*EXTRACTED ENTRIES*.

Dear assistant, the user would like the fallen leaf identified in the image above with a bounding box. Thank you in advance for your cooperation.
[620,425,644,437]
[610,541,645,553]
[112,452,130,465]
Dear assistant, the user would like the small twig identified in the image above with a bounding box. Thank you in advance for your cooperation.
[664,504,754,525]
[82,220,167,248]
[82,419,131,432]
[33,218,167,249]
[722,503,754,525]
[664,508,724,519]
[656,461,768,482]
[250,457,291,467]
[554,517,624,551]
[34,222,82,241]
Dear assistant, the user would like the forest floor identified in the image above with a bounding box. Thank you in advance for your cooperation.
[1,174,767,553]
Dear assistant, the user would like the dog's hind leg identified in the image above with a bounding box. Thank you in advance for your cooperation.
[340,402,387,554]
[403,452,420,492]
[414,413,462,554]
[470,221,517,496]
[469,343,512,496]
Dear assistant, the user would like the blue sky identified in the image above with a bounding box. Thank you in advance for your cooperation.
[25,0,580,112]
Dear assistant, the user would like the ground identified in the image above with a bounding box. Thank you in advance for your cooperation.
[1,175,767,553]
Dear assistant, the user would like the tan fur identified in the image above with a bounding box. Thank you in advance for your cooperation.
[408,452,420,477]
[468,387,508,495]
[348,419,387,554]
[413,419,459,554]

*GOAL OF THE EXERCISE*.
Write out once more the lines above beginning at the line with "Dear assistant, the user would like the tan"; continue through the final line and stop there.

*RESULT OF THE TASK*.
Dear assistant, the user would like the tan fur identified in the image above with a bounding box. Thank you in advance for your cooperation.
[408,452,420,477]
[468,387,508,495]
[348,419,387,554]
[413,419,459,554]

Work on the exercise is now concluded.